» Problem requirements
Reproduce these lines word for word, covering all the records, but leave the pictures out of your answer.
— BEGIN Extracted material —
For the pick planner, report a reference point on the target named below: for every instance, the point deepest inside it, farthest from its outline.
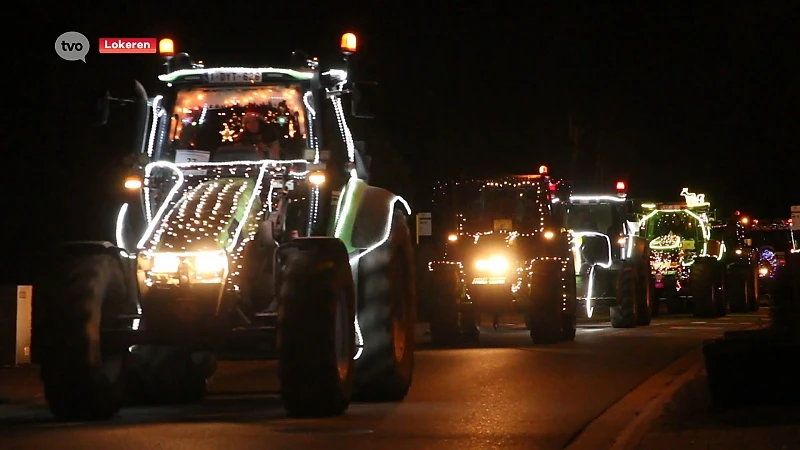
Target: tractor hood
(209, 217)
(205, 210)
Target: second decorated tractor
(506, 251)
(696, 266)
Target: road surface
(504, 394)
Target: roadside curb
(622, 425)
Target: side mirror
(365, 99)
(100, 109)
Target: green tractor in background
(698, 265)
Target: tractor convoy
(499, 244)
(249, 219)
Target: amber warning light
(349, 43)
(133, 183)
(166, 47)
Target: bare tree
(577, 130)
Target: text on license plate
(234, 77)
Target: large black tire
(162, 375)
(738, 282)
(644, 296)
(655, 309)
(316, 330)
(443, 305)
(623, 314)
(546, 302)
(706, 294)
(387, 316)
(675, 304)
(468, 322)
(83, 380)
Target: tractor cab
(609, 215)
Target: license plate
(234, 77)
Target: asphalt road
(506, 393)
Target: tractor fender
(373, 221)
(326, 245)
(127, 261)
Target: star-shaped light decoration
(227, 134)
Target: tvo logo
(72, 46)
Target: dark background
(665, 97)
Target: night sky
(707, 98)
— END Extracted material —
» Solution to this task
For the pick planner, report a reference point on the target named below: for every instance, the point deepest inside it, farthest from its outline.
Target: tractor hood
(209, 217)
(205, 210)
Target: second decorated tractor
(506, 251)
(696, 266)
Target: road surface
(504, 394)
Target: roadside curb
(622, 425)
Target: side mirror
(365, 99)
(100, 109)
Target: green tractor in background
(698, 265)
Target: tractor convoy
(499, 244)
(249, 219)
Target: amber warning light
(349, 43)
(133, 183)
(166, 47)
Target: bare tree
(577, 130)
Target: text on license plate
(234, 77)
Target: large black tire
(162, 375)
(738, 282)
(644, 296)
(655, 309)
(316, 330)
(443, 305)
(623, 314)
(546, 302)
(706, 294)
(387, 316)
(675, 304)
(468, 322)
(83, 380)
Target: tractor cab
(609, 215)
Target: license plate
(234, 77)
Target: asphalt road
(506, 393)
Target: tractor fender
(373, 221)
(326, 245)
(127, 261)
Target: star-shaped light decoration
(227, 134)
Target: tvo logo
(72, 46)
Target: dark background
(665, 97)
Target: night sky
(707, 98)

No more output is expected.